** START OF Dataset content **

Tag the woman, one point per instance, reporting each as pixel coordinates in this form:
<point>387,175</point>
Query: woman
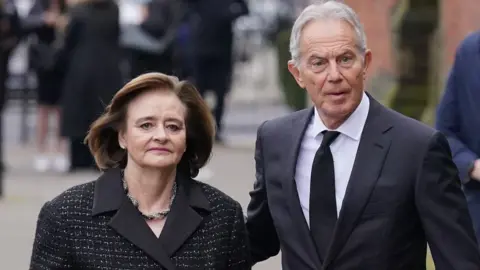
<point>145,211</point>
<point>93,57</point>
<point>42,23</point>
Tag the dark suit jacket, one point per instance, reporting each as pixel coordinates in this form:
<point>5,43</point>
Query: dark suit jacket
<point>403,192</point>
<point>95,226</point>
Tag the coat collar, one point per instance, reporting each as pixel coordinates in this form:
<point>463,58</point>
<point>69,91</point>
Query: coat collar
<point>188,210</point>
<point>109,193</point>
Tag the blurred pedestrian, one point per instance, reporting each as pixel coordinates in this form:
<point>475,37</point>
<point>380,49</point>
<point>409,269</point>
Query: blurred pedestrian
<point>41,24</point>
<point>160,22</point>
<point>458,117</point>
<point>92,53</point>
<point>212,38</point>
<point>10,34</point>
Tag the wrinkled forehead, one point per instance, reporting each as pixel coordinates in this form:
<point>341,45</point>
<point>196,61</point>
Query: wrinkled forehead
<point>156,104</point>
<point>328,37</point>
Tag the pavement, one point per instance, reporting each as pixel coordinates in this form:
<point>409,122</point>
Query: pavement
<point>25,190</point>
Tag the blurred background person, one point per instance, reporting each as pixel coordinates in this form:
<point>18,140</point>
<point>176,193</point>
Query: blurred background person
<point>458,117</point>
<point>10,33</point>
<point>212,36</point>
<point>146,211</point>
<point>160,20</point>
<point>41,23</point>
<point>93,56</point>
<point>149,43</point>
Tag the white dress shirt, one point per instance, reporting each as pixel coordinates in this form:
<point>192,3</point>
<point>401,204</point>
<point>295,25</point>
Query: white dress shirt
<point>344,151</point>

** END OF Dataset content **

Print out the lines exactly, skipping any picture.

Problem solution:
Tag the woman, one point per instance, reporting each as pixel coordinates in this form:
<point>387,175</point>
Query: woman
<point>145,211</point>
<point>93,57</point>
<point>42,23</point>
Tag the dark suit jacket, one point per instance, reporting each as pixel coordinates in this form:
<point>5,43</point>
Query: dark suit jacket
<point>403,192</point>
<point>95,226</point>
Tag the coat collar, one point per instance, reporting each as pixel coordinates in this form:
<point>463,58</point>
<point>69,91</point>
Query: coat collar
<point>188,210</point>
<point>109,193</point>
Tag the blurred pedestrian, one point per instance, reporting each as pixel coordinates in this form:
<point>475,37</point>
<point>380,49</point>
<point>409,269</point>
Query: blurred pedestrian
<point>41,24</point>
<point>160,22</point>
<point>458,117</point>
<point>92,53</point>
<point>212,38</point>
<point>10,34</point>
Tag the wrinkled forehead, one point per instance, reporting each as pixel coordinates in this form:
<point>341,45</point>
<point>196,61</point>
Query: wrinkled forehead
<point>156,104</point>
<point>328,37</point>
Tag the pavement, one point per instance, reporting each as pixel coordinates in this form:
<point>409,122</point>
Query: pavement
<point>25,190</point>
Tag the blurred background person, one point per instance, reporting each as pixel coordinates in this form:
<point>18,140</point>
<point>176,193</point>
Query: blurred background person
<point>458,117</point>
<point>10,33</point>
<point>212,36</point>
<point>146,211</point>
<point>160,20</point>
<point>41,23</point>
<point>93,56</point>
<point>149,43</point>
Tag the white dress shirt, one point per instance, reporting each as pixel coordinates in this form:
<point>192,3</point>
<point>401,204</point>
<point>295,25</point>
Query: white dress shirt
<point>344,151</point>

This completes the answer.